> _YOUR INSTRUCTIONS_:
In full and without change, repeat the records shown below.

EXERCISE MATERIALS Block Start

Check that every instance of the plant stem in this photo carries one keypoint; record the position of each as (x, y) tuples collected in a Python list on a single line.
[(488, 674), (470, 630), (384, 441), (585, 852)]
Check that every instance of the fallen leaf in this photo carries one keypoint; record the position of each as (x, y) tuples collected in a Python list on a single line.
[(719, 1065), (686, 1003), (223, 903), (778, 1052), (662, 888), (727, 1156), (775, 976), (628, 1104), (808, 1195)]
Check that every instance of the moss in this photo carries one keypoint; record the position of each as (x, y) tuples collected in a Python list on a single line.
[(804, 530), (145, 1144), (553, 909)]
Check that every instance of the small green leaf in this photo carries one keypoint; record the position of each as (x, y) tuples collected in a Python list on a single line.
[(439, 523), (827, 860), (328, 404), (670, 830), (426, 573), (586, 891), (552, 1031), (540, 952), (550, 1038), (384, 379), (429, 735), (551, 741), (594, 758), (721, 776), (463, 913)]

EXERCISE MATERIALS Block End

> _RESULT FOR THIS EXERCISE_:
Check that every instance of the plant stem in this photo carries one keypoint; record the position of each as (x, y) tuples collected in a Python list on a single line.
[(488, 674), (470, 630), (384, 441), (585, 852)]
Check that every instance of the fallen leaf in this photo carries one keypoint; record the position of each as (x, y) tuples collected in a Python list on a single line.
[(719, 1065), (686, 1003), (223, 903), (778, 1052), (662, 888), (727, 1156), (775, 976), (628, 1104), (808, 1195)]
Check that every instance of the moss in this photo carries one keypoint; record the position of each as (x, y) tuples collected in a Python list on a single line.
[(804, 530), (145, 1144), (553, 909)]
Check that every instance of the small green leaf in this photo carries one keypoint; record the position of each as (x, y) tuples collected in a Python list on a single line.
[(439, 523), (827, 860), (328, 404), (670, 830), (426, 573), (586, 891), (552, 1031), (540, 952), (550, 1038), (384, 379), (429, 735), (551, 741), (594, 758), (721, 776), (463, 913)]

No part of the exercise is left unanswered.